• Exercise description: Search the material for "spot" and copy each line in which it is found.
*** Data records ***
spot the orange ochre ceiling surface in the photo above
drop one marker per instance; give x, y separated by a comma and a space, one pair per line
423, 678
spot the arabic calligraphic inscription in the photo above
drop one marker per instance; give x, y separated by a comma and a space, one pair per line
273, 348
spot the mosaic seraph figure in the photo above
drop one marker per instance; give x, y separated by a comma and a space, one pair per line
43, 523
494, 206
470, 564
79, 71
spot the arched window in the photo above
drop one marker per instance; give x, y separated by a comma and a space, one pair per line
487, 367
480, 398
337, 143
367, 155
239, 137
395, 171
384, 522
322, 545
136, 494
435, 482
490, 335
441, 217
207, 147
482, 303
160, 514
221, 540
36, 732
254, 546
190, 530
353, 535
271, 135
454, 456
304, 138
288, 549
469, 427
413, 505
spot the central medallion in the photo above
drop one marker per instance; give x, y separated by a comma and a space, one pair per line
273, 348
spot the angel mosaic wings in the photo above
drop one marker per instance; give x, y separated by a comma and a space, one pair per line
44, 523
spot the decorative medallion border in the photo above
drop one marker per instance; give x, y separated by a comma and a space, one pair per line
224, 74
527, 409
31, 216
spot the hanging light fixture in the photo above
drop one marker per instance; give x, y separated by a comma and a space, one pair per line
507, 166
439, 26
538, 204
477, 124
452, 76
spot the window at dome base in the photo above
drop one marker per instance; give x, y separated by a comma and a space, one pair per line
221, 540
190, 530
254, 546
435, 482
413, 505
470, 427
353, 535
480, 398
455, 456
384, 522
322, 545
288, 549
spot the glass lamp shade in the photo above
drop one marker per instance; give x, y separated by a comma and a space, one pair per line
*** End of Data records ***
• Response to this exercise:
spot the orange ochre ceiling surface in the photo above
spot the arabic calligraphic inscription in the photo above
spot the mosaic seraph figure in the photo above
spot the arched window in the photo above
spot the central medallion in the photo above
spot the angel mosaic wings in the photo above
spot the decorative medallion border in the photo above
spot the hanging light fixture in the photo above
spot the window at dome base in the photo above
spot the glass lamp shade in the photo above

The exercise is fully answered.